EXERCISE DIRECTIONS -
Reproduce each record exactly.

RECORDS -
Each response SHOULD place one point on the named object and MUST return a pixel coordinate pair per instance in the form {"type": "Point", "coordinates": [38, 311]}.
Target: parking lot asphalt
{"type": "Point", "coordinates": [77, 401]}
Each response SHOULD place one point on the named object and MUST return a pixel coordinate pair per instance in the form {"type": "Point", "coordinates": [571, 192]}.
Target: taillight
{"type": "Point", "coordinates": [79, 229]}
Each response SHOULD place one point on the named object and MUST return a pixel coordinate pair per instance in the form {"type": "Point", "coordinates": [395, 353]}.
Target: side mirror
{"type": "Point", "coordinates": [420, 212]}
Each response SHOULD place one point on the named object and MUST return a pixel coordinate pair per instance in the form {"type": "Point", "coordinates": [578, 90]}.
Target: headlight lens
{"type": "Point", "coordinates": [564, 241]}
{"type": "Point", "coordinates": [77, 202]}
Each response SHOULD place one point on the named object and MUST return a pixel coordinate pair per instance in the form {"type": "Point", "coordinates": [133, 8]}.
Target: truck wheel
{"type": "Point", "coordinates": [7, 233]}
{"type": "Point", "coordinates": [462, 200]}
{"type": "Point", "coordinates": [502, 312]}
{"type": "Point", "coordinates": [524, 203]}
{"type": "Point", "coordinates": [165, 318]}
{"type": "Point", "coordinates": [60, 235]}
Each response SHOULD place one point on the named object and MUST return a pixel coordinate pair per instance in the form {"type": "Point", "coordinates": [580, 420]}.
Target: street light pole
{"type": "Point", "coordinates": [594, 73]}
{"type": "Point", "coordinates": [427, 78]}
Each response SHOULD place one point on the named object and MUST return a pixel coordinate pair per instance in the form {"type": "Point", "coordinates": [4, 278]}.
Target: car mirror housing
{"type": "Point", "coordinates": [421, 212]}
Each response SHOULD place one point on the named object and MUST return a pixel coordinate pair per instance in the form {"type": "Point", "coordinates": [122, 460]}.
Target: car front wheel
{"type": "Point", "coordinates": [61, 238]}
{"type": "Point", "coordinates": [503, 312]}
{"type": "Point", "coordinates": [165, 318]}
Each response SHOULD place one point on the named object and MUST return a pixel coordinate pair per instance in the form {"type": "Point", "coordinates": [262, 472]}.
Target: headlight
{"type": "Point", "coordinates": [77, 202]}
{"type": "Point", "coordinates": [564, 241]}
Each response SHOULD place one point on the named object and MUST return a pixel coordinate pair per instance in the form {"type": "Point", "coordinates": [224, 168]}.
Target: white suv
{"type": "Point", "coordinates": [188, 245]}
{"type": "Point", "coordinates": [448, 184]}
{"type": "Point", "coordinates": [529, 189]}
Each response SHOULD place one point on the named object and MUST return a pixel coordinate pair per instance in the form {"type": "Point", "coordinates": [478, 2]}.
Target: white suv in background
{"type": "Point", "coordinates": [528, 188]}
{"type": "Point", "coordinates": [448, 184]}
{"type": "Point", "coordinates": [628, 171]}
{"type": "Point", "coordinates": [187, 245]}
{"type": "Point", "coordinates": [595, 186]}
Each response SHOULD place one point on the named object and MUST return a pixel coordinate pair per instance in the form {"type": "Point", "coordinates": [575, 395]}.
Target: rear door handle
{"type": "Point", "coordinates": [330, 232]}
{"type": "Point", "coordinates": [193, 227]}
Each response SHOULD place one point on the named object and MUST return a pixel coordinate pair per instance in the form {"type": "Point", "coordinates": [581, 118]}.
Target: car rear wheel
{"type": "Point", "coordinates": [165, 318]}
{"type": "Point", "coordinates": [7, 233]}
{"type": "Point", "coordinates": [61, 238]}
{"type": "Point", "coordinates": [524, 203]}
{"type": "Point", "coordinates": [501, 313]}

PROBLEM SOLUTION -
Each response SHOULD place one point on the named object and MUST return a pixel coordinate pair per instance in the form {"type": "Point", "coordinates": [38, 311]}.
Target: parking lot asphalt
{"type": "Point", "coordinates": [77, 401]}
Each response SHOULD place one point on the named object and MUST return a pixel coordinate pair per instance in the form {"type": "Point", "coordinates": [571, 192]}.
Target: taillight
{"type": "Point", "coordinates": [79, 229]}
Each response SHOULD place one point on the named object and MUST return a pixel coordinate pair per instance in the form {"type": "Point", "coordinates": [395, 353]}.
Target: side mirror
{"type": "Point", "coordinates": [420, 212]}
Each response SHOULD place one point on the named object and MUST return a pixel coordinate pair per instance in the form {"type": "Point", "coordinates": [578, 90]}.
Target: headlight lens
{"type": "Point", "coordinates": [564, 241]}
{"type": "Point", "coordinates": [77, 202]}
Each response SHOULD place one point on the named object and MUST return a pixel coordinate pair per instance in the form {"type": "Point", "coordinates": [133, 8]}.
Target: truck wheel
{"type": "Point", "coordinates": [7, 233]}
{"type": "Point", "coordinates": [462, 200]}
{"type": "Point", "coordinates": [502, 312]}
{"type": "Point", "coordinates": [524, 203]}
{"type": "Point", "coordinates": [165, 318]}
{"type": "Point", "coordinates": [60, 235]}
Each response SHOULD place one point on the named object and MUST return a pixel coordinate pair per instance in the form {"type": "Point", "coordinates": [580, 420]}.
Target: street light pole
{"type": "Point", "coordinates": [594, 73]}
{"type": "Point", "coordinates": [427, 78]}
Each response SHOULD place one point on the named object and MUST return a pixel coordinate pair per instance in the form {"type": "Point", "coordinates": [4, 278]}.
Target: car mirror housing
{"type": "Point", "coordinates": [421, 212]}
Each response SHOULD place one point on the named object and MUST return a pixel coordinate pair per instance in the form {"type": "Point", "coordinates": [122, 460]}.
Target: car front wheel
{"type": "Point", "coordinates": [61, 238]}
{"type": "Point", "coordinates": [503, 312]}
{"type": "Point", "coordinates": [165, 318]}
Each response SHOULD place one point on the named object and MUST return a pixel coordinate pair per instance in the form {"type": "Point", "coordinates": [262, 472]}.
Target: headlight
{"type": "Point", "coordinates": [77, 202]}
{"type": "Point", "coordinates": [564, 241]}
Each response SHOULD place one point on the named object and MUST return a pixel coordinate pair per instance in the form {"type": "Point", "coordinates": [224, 168]}.
Target: white suv
{"type": "Point", "coordinates": [188, 245]}
{"type": "Point", "coordinates": [448, 184]}
{"type": "Point", "coordinates": [529, 189]}
Each response SHOULD place one point on the named object and MUST return a pixel coordinate pair per instance in the form {"type": "Point", "coordinates": [478, 2]}.
Target: white suv in background
{"type": "Point", "coordinates": [528, 188]}
{"type": "Point", "coordinates": [448, 184]}
{"type": "Point", "coordinates": [628, 171]}
{"type": "Point", "coordinates": [187, 245]}
{"type": "Point", "coordinates": [595, 186]}
Each response SHOULD place one point on the named object and MUST return a pixel coordinate pair per instance in the form {"type": "Point", "coordinates": [575, 395]}.
Target: rear door handle
{"type": "Point", "coordinates": [330, 232]}
{"type": "Point", "coordinates": [193, 227]}
Each response SHOULD place one point on the named object and MUST return a pixel coordinate pair per instance in the form {"type": "Point", "coordinates": [581, 118]}.
Target: car rear wheel
{"type": "Point", "coordinates": [165, 318]}
{"type": "Point", "coordinates": [7, 233]}
{"type": "Point", "coordinates": [61, 238]}
{"type": "Point", "coordinates": [524, 203]}
{"type": "Point", "coordinates": [501, 313]}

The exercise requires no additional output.